(Dataset records)

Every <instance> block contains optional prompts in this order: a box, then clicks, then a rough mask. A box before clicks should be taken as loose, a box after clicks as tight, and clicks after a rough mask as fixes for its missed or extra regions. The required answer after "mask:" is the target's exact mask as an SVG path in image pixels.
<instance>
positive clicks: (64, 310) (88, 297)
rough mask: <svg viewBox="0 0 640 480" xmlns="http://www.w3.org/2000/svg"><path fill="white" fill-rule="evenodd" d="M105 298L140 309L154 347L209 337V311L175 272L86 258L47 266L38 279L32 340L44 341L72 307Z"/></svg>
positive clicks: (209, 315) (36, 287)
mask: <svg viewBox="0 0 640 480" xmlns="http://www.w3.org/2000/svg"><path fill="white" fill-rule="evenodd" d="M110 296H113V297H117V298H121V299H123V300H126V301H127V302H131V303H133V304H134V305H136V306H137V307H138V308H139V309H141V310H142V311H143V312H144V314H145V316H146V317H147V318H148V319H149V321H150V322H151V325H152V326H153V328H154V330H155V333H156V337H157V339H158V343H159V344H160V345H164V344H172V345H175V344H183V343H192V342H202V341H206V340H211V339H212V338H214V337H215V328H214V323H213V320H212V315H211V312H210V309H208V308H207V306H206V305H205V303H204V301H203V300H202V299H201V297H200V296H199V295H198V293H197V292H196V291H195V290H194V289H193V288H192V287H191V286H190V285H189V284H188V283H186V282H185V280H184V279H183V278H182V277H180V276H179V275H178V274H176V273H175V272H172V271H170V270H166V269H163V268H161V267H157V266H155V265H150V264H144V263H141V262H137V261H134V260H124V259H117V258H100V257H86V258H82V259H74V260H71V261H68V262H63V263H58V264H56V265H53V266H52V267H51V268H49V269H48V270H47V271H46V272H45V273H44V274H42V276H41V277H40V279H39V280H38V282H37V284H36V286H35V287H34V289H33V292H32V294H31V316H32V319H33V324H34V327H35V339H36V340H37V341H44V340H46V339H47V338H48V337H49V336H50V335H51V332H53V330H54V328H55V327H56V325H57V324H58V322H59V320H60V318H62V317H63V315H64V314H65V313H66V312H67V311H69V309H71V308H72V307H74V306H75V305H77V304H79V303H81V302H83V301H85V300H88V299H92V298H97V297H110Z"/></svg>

* [WHAT IS REQUIRED]: Copy every line of the records above word for word, without changing anything.

* [SOLUTION BELOW]:
Every <instance> block contains optional prompts in this order: a box, then clicks, then a rough mask. A box before clicks should be taken as loose, a box after clicks as tight, and clicks after a rough mask as fixes for its missed or extra regions. The required answer after "mask:" is the target's exact mask as an SVG path in image pixels.
<instance>
positive clicks: (64, 310) (88, 297)
rough mask: <svg viewBox="0 0 640 480" xmlns="http://www.w3.org/2000/svg"><path fill="white" fill-rule="evenodd" d="M105 298L140 309L154 347L209 337V311L175 272L86 258L47 266L38 279L32 340L44 341L72 307Z"/></svg>
positive clicks: (209, 315) (36, 287)
mask: <svg viewBox="0 0 640 480" xmlns="http://www.w3.org/2000/svg"><path fill="white" fill-rule="evenodd" d="M110 296H113V297H117V298H121V299H123V300H126V301H127V302H131V303H133V304H134V305H136V306H137V307H138V308H139V309H141V310H142V311H143V312H144V314H145V316H146V317H147V318H148V319H149V321H150V322H151V325H152V326H153V328H154V330H155V333H156V337H157V339H158V343H159V344H160V345H164V344H172V345H175V344H183V343H192V342H202V341H206V340H211V339H212V338H214V337H215V328H214V323H213V320H212V315H211V312H210V309H208V308H207V306H206V305H205V303H204V301H203V300H202V299H201V297H200V296H199V295H198V293H197V292H196V291H195V290H194V289H193V288H192V287H191V286H190V285H189V284H188V283H186V282H185V280H184V279H183V278H182V277H180V276H179V275H178V274H176V273H175V272H172V271H170V270H166V269H163V268H161V267H157V266H155V265H150V264H144V263H141V262H137V261H134V260H124V259H117V258H100V257H86V258H82V259H74V260H71V261H68V262H63V263H58V264H56V265H53V266H52V267H51V268H49V269H48V270H47V271H46V272H45V273H44V274H42V276H41V277H40V279H39V280H38V282H37V284H36V286H35V287H34V289H33V292H32V294H31V316H32V319H33V324H34V327H35V339H36V340H37V341H44V340H46V339H47V338H48V337H49V336H50V335H51V332H53V330H54V328H55V327H56V325H57V324H58V322H59V320H60V318H62V317H63V315H64V314H65V313H66V312H67V311H69V309H71V308H72V307H74V306H75V305H77V304H79V303H81V302H83V301H85V300H88V299H92V298H97V297H110Z"/></svg>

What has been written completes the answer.